12年前のあの日から、3月11日という日をどう過ごせばいいかわからなくなってしまった。本来ならなんら変哲もない、ただの春の日だったはずなのに。

もちろん毎年午後2時46分には黙祷している。それは今までもこれからも変わりない。ただ、その瞬間が近づくにつれて悲しみが押し寄せ、日に日に段々と胸が苦しくなる。

家も新しく建って温かい布団で眠れている。ガスも電気も水道も困ることなく使えている。マックにもコンビニにも行きたいタイミングで行ける。スマホの電波は途切れることはない。

それなのに、姿かたちの見えない・わからない「何か」が猛スピードで押し寄せては足元にまとわりつき、深淵へあっという間に引きずり込む。「早く終われ、過ぎ去ってくれ」と、延々念仏を唱えるように頭の中で呟き続け、気づけばへとへとになって呆然と立ち尽くす心身のみが残っている。そうやって毎年3月11日を積み重ねてきた。

いつ道を踏み外してもおかしくない中、今日まで生きてきた。

全てが壊れ失われた2011年3月11日から、傷だらけになりながらも必死に新しいものを積み上げ、今まで出会った人々のおかげで小さな芽が吹き、少しずつ育つように楽しい思い出も明るい思い出も徐々に増えてきた。そうやって長い時間をかけてやっと自分の中で整理がつき、おぼつかなくとも再びちゃんと立とうとしている中で今年も迎えようとしている3月11日。あらゆる楽しい思い出も幸せな時間も、その日が持つ意味と現実を前にするとなす術がなくただただ無力と化してしまう。

_____

◆ **課題 1**:
本文の内容を二文で要約しなさい。
◆ **課題 2**:
本文の「それなのに、姿かたちの見えな」から「3月11日を積み重ねてきた。」までを、一字も変えずに書き写しなさい。

_____

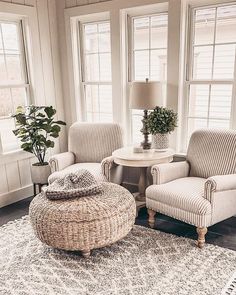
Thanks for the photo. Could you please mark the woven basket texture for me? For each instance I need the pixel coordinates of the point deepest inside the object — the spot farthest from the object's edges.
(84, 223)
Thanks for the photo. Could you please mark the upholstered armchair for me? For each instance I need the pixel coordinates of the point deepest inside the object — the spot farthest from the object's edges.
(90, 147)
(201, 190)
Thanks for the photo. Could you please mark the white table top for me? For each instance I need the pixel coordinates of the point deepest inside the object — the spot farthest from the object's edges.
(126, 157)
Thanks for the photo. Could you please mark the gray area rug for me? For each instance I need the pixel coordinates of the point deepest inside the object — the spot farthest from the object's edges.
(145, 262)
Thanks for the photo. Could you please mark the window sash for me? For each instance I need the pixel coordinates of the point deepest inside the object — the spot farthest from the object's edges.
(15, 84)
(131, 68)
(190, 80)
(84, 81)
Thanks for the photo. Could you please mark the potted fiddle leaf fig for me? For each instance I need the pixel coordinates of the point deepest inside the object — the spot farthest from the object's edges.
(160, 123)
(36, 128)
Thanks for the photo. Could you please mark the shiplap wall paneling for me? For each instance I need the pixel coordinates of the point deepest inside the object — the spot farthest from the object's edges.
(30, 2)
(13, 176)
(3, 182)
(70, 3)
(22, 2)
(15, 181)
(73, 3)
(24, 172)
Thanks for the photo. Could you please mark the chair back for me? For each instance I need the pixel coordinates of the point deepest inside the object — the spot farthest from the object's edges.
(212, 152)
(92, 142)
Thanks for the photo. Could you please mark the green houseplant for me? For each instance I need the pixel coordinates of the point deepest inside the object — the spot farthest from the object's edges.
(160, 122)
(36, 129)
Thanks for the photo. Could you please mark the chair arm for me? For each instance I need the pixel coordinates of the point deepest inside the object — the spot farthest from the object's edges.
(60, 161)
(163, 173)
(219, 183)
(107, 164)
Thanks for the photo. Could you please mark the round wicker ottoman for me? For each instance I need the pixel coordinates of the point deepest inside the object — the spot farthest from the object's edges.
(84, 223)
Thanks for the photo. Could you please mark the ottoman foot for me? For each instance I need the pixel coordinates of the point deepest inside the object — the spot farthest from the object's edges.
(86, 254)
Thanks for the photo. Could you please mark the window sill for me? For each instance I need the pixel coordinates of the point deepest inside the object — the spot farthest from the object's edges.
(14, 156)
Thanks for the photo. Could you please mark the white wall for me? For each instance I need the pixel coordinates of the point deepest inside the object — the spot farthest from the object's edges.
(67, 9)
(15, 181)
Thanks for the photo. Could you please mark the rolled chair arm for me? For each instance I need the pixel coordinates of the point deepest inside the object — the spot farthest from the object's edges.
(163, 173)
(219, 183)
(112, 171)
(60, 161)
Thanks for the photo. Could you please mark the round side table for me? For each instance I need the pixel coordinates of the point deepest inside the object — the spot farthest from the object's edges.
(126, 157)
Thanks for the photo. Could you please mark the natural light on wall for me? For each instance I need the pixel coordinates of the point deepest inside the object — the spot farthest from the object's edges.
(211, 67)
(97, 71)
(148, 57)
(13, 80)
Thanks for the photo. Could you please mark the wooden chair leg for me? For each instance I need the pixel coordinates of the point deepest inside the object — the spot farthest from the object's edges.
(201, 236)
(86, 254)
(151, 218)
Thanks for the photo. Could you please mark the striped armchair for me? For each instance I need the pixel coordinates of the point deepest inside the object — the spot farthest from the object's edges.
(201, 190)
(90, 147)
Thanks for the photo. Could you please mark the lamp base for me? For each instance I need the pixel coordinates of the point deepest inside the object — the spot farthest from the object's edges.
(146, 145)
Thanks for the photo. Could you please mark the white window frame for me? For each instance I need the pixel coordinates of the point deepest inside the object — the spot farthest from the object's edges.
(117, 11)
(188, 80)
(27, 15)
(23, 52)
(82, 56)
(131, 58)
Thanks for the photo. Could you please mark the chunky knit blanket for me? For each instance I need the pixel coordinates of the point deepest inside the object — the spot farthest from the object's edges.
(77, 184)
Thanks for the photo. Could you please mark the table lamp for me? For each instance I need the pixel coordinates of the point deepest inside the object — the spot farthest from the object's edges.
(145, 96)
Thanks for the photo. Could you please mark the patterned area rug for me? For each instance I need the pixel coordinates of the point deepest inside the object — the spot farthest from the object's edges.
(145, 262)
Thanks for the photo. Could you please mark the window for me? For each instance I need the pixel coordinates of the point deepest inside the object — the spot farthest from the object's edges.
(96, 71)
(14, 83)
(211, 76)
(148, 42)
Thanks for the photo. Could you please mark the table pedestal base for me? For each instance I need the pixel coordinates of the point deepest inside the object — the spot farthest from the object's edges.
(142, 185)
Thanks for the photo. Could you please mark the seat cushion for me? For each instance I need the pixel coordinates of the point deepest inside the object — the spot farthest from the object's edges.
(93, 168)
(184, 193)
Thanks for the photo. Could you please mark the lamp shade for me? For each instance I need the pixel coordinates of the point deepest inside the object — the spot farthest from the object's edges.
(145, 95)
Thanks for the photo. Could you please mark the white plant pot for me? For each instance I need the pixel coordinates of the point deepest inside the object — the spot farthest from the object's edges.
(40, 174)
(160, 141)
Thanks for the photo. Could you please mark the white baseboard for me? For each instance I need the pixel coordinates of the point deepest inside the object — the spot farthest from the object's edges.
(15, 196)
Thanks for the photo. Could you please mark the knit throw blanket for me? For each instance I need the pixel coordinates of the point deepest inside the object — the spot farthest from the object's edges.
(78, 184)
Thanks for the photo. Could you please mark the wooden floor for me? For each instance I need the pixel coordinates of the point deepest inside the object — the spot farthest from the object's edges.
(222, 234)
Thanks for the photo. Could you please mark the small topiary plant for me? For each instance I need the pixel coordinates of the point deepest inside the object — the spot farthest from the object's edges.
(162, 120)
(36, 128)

_____

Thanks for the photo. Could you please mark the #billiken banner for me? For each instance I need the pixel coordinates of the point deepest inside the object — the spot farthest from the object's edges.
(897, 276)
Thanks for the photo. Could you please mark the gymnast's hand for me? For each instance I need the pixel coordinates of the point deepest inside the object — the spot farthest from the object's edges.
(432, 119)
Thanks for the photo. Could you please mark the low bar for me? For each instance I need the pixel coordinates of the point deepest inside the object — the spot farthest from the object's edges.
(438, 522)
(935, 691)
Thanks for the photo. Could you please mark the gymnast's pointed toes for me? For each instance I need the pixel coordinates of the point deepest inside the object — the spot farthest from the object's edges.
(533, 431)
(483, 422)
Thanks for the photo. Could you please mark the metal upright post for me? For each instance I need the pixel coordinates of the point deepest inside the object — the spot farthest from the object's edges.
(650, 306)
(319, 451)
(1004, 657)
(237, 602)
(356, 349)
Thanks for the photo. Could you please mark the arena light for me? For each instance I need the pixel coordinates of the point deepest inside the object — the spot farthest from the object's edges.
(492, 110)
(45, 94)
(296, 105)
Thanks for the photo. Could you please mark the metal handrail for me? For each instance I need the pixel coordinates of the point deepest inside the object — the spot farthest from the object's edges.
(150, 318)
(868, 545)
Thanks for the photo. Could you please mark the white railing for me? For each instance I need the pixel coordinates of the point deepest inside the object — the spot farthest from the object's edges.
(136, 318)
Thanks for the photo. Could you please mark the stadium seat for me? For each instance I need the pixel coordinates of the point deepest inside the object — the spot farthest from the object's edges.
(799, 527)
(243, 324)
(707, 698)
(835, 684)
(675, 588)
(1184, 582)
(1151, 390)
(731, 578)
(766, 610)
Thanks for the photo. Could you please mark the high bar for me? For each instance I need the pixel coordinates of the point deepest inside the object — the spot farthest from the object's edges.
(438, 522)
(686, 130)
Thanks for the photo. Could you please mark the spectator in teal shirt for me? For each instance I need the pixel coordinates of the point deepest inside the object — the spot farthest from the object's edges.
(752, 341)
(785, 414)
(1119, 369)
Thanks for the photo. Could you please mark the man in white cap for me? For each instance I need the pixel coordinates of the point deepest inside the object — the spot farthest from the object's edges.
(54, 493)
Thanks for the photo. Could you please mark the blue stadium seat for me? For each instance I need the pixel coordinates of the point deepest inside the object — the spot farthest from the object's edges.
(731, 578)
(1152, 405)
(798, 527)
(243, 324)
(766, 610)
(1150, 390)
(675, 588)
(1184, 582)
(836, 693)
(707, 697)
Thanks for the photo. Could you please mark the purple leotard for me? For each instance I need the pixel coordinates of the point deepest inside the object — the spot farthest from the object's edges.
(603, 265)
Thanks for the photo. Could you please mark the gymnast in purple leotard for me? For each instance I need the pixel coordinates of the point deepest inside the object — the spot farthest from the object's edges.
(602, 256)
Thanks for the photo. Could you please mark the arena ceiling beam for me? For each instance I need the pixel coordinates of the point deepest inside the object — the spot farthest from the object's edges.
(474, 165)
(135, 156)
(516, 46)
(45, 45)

_____

◆ **解答 1**:
筆者は12年前のあの日から3月11日の過ごし方がわからなくなり、毎年その日が近づくと悲しみが押し寄せて胸が苦しくなる。新しい家で不自由なく暮らし、出会った人々のおかげで楽しい思い出も増えて自分の中で整理がついてきたが、それでもその日が持つ意味と現実を前にすると無力になってしまう。

◆ **解答 2**:
それなのに、姿かたちの見えない・わからない「何か」が猛スピードで押し寄せては足元にまとわりつき、深淵へあっという間に引きずり込む。「早く終われ、過ぎ去ってくれ」と、延々念仏を唱えるように頭の中で呟き続け、気づけばへとへとになって呆然と立ち尽くす心身のみが残っている。そうやって毎年3月11日を積み重ねてきた。